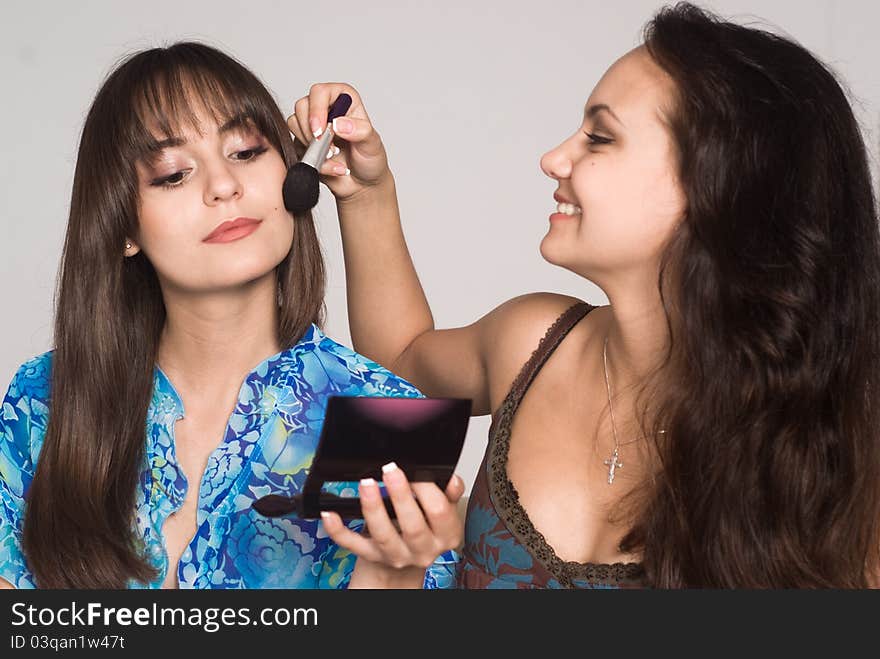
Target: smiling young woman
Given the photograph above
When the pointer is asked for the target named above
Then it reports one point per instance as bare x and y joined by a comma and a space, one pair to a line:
716, 425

▶ **What is required**:
Only the lines from the one with "Then it reports" through the end of the material are wanted; copy them exactly, both ends included.

▶ **Answer**:
Then it reports one point per instance as bare x and y joined by a comma and a space, one pair to a line:
716, 425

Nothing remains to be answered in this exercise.